*TASK*: Transcribe the entries that follow exactly as they appear, minus pictures.
Start SUPPLIED MATERIAL
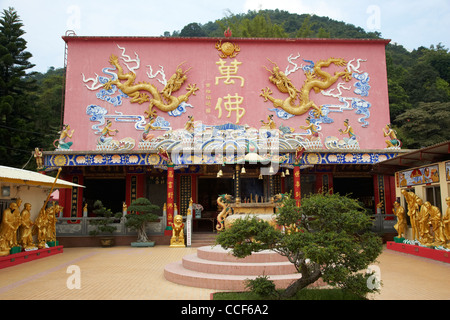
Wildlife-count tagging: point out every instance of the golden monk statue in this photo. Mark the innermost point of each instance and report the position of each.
(26, 238)
(51, 223)
(446, 222)
(10, 224)
(400, 226)
(40, 227)
(436, 223)
(177, 239)
(423, 222)
(8, 229)
(411, 200)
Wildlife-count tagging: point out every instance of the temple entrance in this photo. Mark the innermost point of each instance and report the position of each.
(209, 189)
(111, 192)
(356, 188)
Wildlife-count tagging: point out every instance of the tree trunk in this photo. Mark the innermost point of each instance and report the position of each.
(308, 277)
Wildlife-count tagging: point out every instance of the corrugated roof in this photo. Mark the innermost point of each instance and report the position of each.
(416, 158)
(31, 178)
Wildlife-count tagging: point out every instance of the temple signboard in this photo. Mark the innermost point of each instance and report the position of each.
(132, 93)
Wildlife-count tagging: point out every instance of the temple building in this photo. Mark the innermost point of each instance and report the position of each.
(184, 120)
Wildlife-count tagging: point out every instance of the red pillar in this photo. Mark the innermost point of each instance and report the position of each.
(297, 190)
(170, 194)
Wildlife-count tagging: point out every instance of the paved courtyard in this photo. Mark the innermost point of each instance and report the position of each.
(126, 273)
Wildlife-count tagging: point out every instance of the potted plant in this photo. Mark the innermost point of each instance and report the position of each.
(104, 223)
(141, 211)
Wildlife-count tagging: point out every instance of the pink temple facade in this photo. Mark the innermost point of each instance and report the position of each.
(228, 86)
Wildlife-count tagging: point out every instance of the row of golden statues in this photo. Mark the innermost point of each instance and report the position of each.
(428, 225)
(17, 229)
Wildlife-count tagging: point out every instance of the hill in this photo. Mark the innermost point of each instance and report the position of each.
(418, 80)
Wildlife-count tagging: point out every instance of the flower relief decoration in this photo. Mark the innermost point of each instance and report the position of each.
(117, 85)
(298, 101)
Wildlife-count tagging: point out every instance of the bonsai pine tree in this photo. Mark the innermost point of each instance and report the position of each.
(329, 236)
(141, 211)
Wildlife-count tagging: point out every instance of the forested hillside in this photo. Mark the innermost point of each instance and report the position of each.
(419, 90)
(30, 102)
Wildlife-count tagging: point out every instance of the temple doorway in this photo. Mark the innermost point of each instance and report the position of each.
(359, 188)
(209, 189)
(111, 192)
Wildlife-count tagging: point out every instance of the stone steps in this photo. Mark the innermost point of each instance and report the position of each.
(203, 239)
(215, 268)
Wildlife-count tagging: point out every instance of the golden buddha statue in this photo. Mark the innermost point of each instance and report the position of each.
(25, 228)
(177, 239)
(400, 226)
(446, 222)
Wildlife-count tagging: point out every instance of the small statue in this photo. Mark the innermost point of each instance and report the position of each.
(400, 226)
(314, 132)
(411, 200)
(8, 229)
(51, 222)
(423, 223)
(38, 156)
(189, 126)
(147, 136)
(177, 239)
(393, 142)
(40, 227)
(270, 124)
(26, 238)
(446, 222)
(299, 154)
(106, 134)
(348, 130)
(436, 223)
(64, 134)
(164, 155)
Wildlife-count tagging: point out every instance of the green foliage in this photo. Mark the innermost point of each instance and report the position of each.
(262, 286)
(427, 124)
(306, 294)
(141, 211)
(15, 110)
(413, 77)
(328, 237)
(103, 225)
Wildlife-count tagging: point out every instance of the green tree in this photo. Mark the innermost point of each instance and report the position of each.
(141, 211)
(15, 111)
(424, 125)
(328, 237)
(259, 26)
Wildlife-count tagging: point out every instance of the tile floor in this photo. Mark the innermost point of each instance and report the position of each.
(126, 273)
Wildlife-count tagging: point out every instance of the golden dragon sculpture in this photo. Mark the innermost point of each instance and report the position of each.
(223, 201)
(316, 80)
(139, 92)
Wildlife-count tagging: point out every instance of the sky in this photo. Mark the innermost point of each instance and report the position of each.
(410, 23)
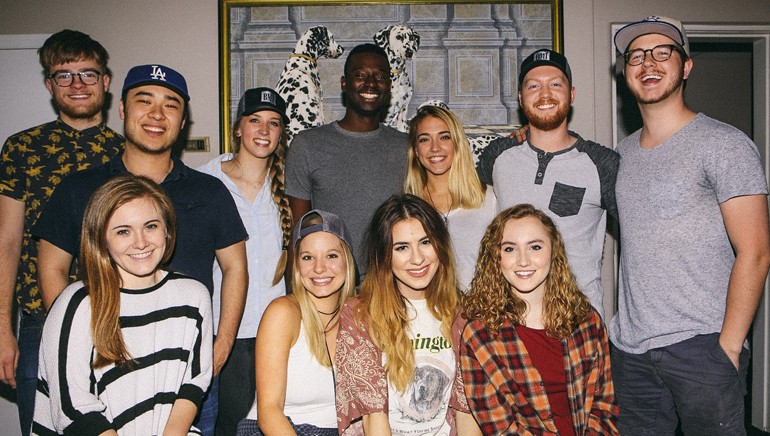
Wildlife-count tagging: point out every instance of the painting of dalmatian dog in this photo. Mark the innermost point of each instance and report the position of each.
(300, 84)
(400, 43)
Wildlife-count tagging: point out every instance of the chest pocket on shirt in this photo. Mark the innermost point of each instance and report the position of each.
(566, 200)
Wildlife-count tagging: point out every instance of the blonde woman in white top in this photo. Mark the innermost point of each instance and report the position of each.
(440, 171)
(296, 338)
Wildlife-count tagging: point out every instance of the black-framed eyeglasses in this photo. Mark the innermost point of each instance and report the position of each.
(659, 53)
(65, 78)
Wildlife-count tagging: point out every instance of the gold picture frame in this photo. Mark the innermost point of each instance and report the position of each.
End SUPPLIED MATERIAL
*TASK OUTPUT*:
Wildlife-count tagging: point out every instance of the golden monk statue in this photo. Mark the innermost point of each instance and report the position of each.
(26, 238)
(51, 223)
(446, 222)
(10, 224)
(400, 226)
(40, 227)
(436, 223)
(177, 239)
(423, 222)
(8, 229)
(411, 200)
Wildlife-count tagging: point out every instance of the temple entrance in this photo. Mark the innermost point of each instance and report the position of each.
(209, 189)
(111, 192)
(356, 188)
Wildlife-count tagging: point out every instance of the tree trunk in this photo. Mark the innermost point of each instance and report the position of each.
(308, 277)
Wildlife-count tagging: point out every instance of the corrugated roof in this photo. Mark the innermost point of each instance and report the position of each.
(416, 158)
(31, 178)
Wildlife-count tagging: point out every instance of the temple signboard in this photo. Mark the innermost point of each instance and report the position of each.
(132, 93)
Wildlife-count tagging: point out every instance of the temple building in this photo. Mark the innermost point of each instance and report the position of each.
(184, 120)
Wildlife-count tagging: point out every instance of the red pillar in this photo. Mark the innermost point of each instance and report the position of each.
(297, 190)
(170, 194)
Wildlife-count tagging: point out every instance of the paved courtyard in this photo. Mark the innermost point of each instance and report the position of each.
(126, 273)
Wildlife-count tagging: point out every instance of the potted plant in this photo. Mark the innermost point of each instance and report the position of each.
(104, 223)
(141, 211)
Wildlife-count tagging: point out every instance of the pink temple facade in this photo. Mark the innermost point of each instance and report the position of each.
(228, 86)
Wildlife-count tagging: point out every instance of the row of golden statues in this photo. Mark the innermost point of each instance and report the position of each.
(428, 225)
(17, 229)
Wildlife-count tagging: point out every instance of the hill in this photo. Mark the innermost point of each instance and report the position of each.
(418, 80)
Wildlife-count tagging: point out every instance of the flower relief decoration in this photo. Mark the innermost point of each instance and report the position of each.
(117, 85)
(298, 101)
Wildlife-count tagging: point out every instance of the bonsai pine tree in this photo. Mark the innermost point of each instance and report the position of each.
(329, 236)
(141, 211)
Wildlife-count tagging: point out every instance of the forested hillside in this photo. Mark the innermost point of each instance and report the position of each.
(419, 90)
(30, 102)
Wildlife-count tagging: point out every instance of the temple doorway in this photo. Mark the innermost point of each instance and report the position of each.
(359, 188)
(209, 189)
(111, 192)
Wildlife-count tagging: point out every instance of the stone steps in this photo. Mark the innermost point of each instance and report the position of each.
(203, 239)
(215, 268)
Wildlife-count tagging: point out every instance of the golden buddha statue in this photo. Mark the innermost point of each instance and report the position of each.
(25, 228)
(177, 239)
(400, 226)
(446, 222)
Wildlife-count tagging: point out every instance of the small statue in this photo. Mark the innermost point of each instance and report the position of each.
(400, 226)
(314, 132)
(411, 200)
(8, 229)
(51, 222)
(423, 223)
(38, 156)
(189, 126)
(147, 136)
(177, 239)
(393, 142)
(40, 227)
(270, 124)
(26, 238)
(446, 222)
(299, 154)
(106, 134)
(348, 130)
(436, 223)
(64, 134)
(164, 155)
Wildlife-count tagging: point out every instance of the green foliage in this photo. Mark the innermost point of each instance and report the position of each.
(262, 286)
(427, 124)
(306, 294)
(141, 211)
(15, 110)
(413, 77)
(328, 237)
(103, 225)
Wildlife-count tagging: point out every instance of the green tree in this photo. Mark the innermost point of each instance and report the position of each.
(141, 211)
(15, 111)
(424, 125)
(328, 237)
(259, 26)
Wildlife-count tagging: point out every instance of the tile floor in this photo. Mark the innermost point of each instance and report the position of each.
(126, 273)
Wildlife-count tagging: point out every instance of the golden dragon sculpture in this photo. Mark the innermost point of each instance and report the position of each.
(223, 201)
(316, 80)
(139, 92)
Wildlife-count tagging: point out every instance of the sky in this photo. Mark the innermost point of each instance and report the position of each.
(410, 23)
Wildlife-count tagging: point out every instance of the painting of dalmatian dog in this photo. Mark the innermost point of each instance and report the position of each.
(300, 84)
(400, 43)
Wildlife-count tagging: point out every instance of the chest pocket on shirt in this photo. Mark the innermost point of each instance and report the position of each.
(566, 200)
Wildlife-count tagging: point out every instance of the blonde woman in white top in this photo. Mark the innermost point of each instance and report the position of each.
(440, 171)
(296, 338)
Wildlife-count tagging: point out every instance of the black-framed eyeglasses in this photo. Mark the innermost point of each instance and report the position of each.
(659, 53)
(65, 78)
Wildlife-count tagging: point out every instance of the gold picture frame in this photo. Mark the innermost point of each instance and report the position of each.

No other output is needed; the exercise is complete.